**ACTIVITY 1:**
In the deer hunting article, where is BioLogic based?
**ACTIVITY 2:**
Rewrite the deer hunting article starting at "As deer season" and ending at "likely to hunt them.", putting "forage crops" in place of "food plots".
**ACTIVITY 3:**
Write the next few paragraphs of the deer hunting article, picking up after its final sentence.
BEGIN SOURCE PASSAGE
DEER HUNTING: Success in next deer season starts today

By Kevin Tate/NEMS Daily Journal

As deer season enters its last days – closing for the final time in north Mississippi comes Monday – it’s never too early to begin planning for next year, and for working to keep your deer herd in the best of health in the meantime.
Todd Amenrud, director of public relations for BioLogic, the West Point-based company that innovates plantings and supplements for wildlife, says it’s time to lay the groundwork for the season ahead.
“If your purpose in planting food plots is to attract deer to hunt, now is a good time to look back over the past season and recall in which time periods the hunting was best, and which time periods you were most able to hunt,” Amenrud says. “Compare that to how your planting performed at those times and, this year, make sure to plant things that will be available to deer during the times when you most want or are most likely to hunt them.
“The needs of deer change relative to the weather, to the average temperatures and to the rut, and what you plant should be calculated to deliver what they most need at the time you’ll want to hunt them.”
END SOURCE PASSAGE
BEGIN SOURCE INFORMATION
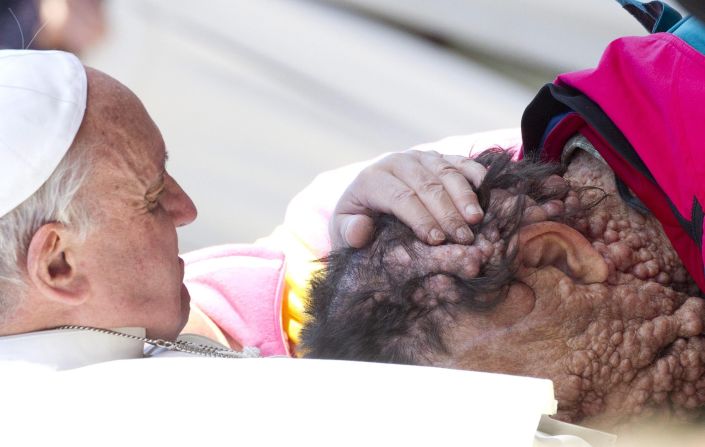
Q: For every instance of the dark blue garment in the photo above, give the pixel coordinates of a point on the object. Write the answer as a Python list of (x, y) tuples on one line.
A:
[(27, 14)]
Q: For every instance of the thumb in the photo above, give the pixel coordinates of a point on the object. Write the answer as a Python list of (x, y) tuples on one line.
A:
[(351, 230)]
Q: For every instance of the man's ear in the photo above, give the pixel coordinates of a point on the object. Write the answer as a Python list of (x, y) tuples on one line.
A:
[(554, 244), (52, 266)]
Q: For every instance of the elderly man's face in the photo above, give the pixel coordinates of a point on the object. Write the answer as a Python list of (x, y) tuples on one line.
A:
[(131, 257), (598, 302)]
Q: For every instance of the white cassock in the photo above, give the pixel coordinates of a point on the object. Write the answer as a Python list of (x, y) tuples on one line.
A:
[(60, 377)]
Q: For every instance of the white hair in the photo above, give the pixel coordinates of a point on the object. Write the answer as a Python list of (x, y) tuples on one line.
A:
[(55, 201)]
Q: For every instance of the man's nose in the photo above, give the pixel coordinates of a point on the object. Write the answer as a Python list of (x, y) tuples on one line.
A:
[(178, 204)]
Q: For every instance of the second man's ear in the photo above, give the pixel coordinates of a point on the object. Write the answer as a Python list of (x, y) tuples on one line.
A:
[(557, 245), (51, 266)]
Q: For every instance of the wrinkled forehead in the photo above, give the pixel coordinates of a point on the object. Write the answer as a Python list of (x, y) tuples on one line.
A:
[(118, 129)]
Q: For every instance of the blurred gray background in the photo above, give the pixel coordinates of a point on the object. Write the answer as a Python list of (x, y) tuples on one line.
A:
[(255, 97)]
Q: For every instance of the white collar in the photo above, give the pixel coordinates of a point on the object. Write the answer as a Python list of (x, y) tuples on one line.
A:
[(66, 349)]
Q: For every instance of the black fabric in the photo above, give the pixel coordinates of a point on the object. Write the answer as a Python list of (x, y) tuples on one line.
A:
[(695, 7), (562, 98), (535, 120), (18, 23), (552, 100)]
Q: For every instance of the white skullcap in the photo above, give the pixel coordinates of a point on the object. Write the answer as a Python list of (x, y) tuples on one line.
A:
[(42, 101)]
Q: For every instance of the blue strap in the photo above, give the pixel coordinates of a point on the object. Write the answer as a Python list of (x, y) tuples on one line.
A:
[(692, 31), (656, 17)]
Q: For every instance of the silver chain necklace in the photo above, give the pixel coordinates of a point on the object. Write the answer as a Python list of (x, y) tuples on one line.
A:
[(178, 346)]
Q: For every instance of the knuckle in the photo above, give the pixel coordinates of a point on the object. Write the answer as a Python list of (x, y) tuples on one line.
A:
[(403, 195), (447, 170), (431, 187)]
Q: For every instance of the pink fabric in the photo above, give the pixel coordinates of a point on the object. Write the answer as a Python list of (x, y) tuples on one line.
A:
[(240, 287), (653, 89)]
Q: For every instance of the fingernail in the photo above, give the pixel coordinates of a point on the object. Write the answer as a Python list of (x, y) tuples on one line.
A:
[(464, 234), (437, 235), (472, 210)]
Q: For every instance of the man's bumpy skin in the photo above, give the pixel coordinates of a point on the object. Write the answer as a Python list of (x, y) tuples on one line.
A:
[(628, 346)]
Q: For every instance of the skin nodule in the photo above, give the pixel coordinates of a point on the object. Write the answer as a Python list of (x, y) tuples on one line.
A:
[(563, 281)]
END SOURCE INFORMATION
BEGIN SOURCE INFORMATION
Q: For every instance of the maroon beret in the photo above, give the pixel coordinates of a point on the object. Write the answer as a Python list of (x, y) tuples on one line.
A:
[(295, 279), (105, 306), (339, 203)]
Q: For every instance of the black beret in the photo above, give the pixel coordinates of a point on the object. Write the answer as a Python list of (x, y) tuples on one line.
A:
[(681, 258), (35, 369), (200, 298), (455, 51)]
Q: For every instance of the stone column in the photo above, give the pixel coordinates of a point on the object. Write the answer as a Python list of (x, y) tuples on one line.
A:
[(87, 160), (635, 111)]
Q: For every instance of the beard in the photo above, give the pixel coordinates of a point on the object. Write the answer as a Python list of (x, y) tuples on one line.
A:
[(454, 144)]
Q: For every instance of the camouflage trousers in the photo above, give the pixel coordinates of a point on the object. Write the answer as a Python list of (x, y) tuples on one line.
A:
END SOURCE INFORMATION
**RESPONSE 1:**
West Point

**RESPONSE 2:**
As deer season enters its last days – closing for the final time in north Mississippi comes Monday – it’s never too early to begin planning for next year, and for working to keep your deer herd in the best of health in the meantime.
Todd Amenrud, director of public relations for BioLogic, the West Point-based company that innovates plantings and supplements for wildlife, says it’s time to lay the groundwork for the season ahead.
“If your purpose in planting forage crops is to attract deer to hunt, now is a good time to look back over the past season and recall in which time periods the hunting was best, and which time periods you were most able to hunt,” Amenrud says. “Compare that to how your planting performed at those times and, this year, make sure to plant things that will be available to deer during the times when you most want or are most likely to hunt them.

**RESPONSE 3:**
With that in mind, here’s a short list of things Amenrud says whitetail hunters can start doing today:
Timber work
– Now is the time to create bedding areas and thickets to offer cover to the whitetails. By planning ahead, you can fell trees with the deer travel corridors in mind. By cutting lanes and piling brush, a few strategic moves – in coordination with an area’s prevailing wind direction – can allow you to direct the deer’s likely paths of travel.
“Just like people, deer and other wildlife will generally take the path of least resistance from one point to another,” Amenrud says.
If you’re creating a new food plot from scratch, Amenrud says online tools like Google Earth are invaluable.
“You can pick the tree for your stand before you ever build the plot this way,” he says.
Soil tests
– Any planting can be optimized by the right mixture of fertilizers and soil supplements, and choosing those correctly depends on a good run of soil tests. Running these tests now can let you know what and how much your plot needs and you can, in turn, get on the books for delivery at your local Co-Op or farm supply store.
“Most food plot planters are only using a tiny fraction of what the cash crop farmers will use,” Amenrud says, “so it’s not hard to imagine how likely you are to get timely deliveries of your stuff if you wait until the stores are servicing the big customers to order it.”
Herd health
– Whether it’s bucks growing antlers or does making milk for fawns, the over-all health of whitetail deer hinges on having a host of key minerals in their diets. Land and wildlife managers can supplement these nutrients with products that provide minerals including calcium, magnesium and phosphorus.